Exercise directions ▸
Set down every one of the entries below word for word, changing nothing.

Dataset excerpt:
------------------------------------
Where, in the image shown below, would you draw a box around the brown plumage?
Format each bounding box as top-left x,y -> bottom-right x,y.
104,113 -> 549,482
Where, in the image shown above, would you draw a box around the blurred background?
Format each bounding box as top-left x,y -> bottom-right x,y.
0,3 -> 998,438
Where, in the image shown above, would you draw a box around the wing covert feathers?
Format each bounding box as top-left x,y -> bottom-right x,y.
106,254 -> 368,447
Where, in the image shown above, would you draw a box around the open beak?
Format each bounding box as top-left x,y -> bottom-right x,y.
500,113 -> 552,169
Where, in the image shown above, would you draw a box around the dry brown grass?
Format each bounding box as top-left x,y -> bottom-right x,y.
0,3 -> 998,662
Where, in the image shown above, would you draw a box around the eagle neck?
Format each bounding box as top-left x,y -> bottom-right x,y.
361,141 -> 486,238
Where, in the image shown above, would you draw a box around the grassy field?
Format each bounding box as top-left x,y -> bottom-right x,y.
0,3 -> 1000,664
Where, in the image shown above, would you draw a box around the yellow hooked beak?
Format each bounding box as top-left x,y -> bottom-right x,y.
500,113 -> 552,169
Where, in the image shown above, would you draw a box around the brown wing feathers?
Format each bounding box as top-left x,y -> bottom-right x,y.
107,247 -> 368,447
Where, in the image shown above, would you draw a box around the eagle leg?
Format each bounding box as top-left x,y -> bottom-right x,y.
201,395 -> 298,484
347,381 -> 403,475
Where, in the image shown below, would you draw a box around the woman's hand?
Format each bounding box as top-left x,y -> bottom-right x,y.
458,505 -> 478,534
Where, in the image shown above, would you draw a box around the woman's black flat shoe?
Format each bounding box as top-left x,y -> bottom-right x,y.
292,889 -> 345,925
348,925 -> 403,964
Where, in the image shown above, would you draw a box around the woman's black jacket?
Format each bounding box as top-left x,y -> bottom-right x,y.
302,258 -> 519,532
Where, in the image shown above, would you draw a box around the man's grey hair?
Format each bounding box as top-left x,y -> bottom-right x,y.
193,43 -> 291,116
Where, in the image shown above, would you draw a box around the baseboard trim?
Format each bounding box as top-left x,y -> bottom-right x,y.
------------------------------------
Output of the exercise ▸
Where, in the image shown below, would you draw a box around the brown plumage?
Format each bounding box as top-left x,y -> bottom-right x,y.
104,113 -> 549,482
Where, in the image shown above, would you draw a box around the blurred background?
Format each bounding box as top-left x,y -> bottom-right x,y.
0,3 -> 998,438
Where, in the image shown above, would you draw a box around the wing covert feathers?
Format each bounding box as top-left x,y -> bottom-right x,y.
106,254 -> 368,447
Where, in the image shown above, would you draw a box around the open beak?
Format each bounding box as top-left x,y -> bottom-right x,y.
500,113 -> 552,169
Where, in the image shown above, would you draw a box around the dry brown grass?
Format each bounding box as top-left x,y -> bottom-right x,y.
0,3 -> 998,662
Where, in the image shown above, would you draw a box around the eagle neck?
Format each bounding box as top-left x,y -> bottom-right x,y.
361,141 -> 486,238
Where, in the image shown above, would you draw a box around the grassy field?
Format each bounding box as top-left x,y -> bottom-right x,y.
0,3 -> 1000,664
Where, in the image shown above, would you draw a box around the yellow hooked beak?
Format each bounding box as top-left x,y -> bottom-right x,y.
500,113 -> 552,169
Where, in the image shown above, would you draw a box around the brown wing feathers?
Format each bounding box as top-left x,y -> bottom-right x,y.
107,247 -> 368,447
Where, in the image shown above, would you draw a box around the eagle leg?
Format each bounding box as top-left x,y -> bottom-right x,y.
201,395 -> 298,484
347,381 -> 403,475
Where, in the image shown below, would you draw a box around the woman's hand?
Format each bounding box as top-left x,y -> bottom-right x,y.
458,505 -> 478,534
Where, in the image shown above, would you draw a box around the woman's black flat shoe?
Format each bounding box as top-left x,y -> bottom-right x,y.
292,889 -> 345,925
348,925 -> 403,964
Where, in the image shown above, would you draw a box around the woman's black jacket?
Format each bounding box as top-left x,y -> bottom-right x,y.
302,258 -> 519,532
Where, in the image shown above, would you draw a box around the man's grey hair?
Format each bounding box as top-left x,y -> bottom-right x,y.
193,43 -> 291,116
Where, in the image shown above, would you draw a box around the baseboard trim?
Format each bounding box as top-left x,y -> bottom-right x,y.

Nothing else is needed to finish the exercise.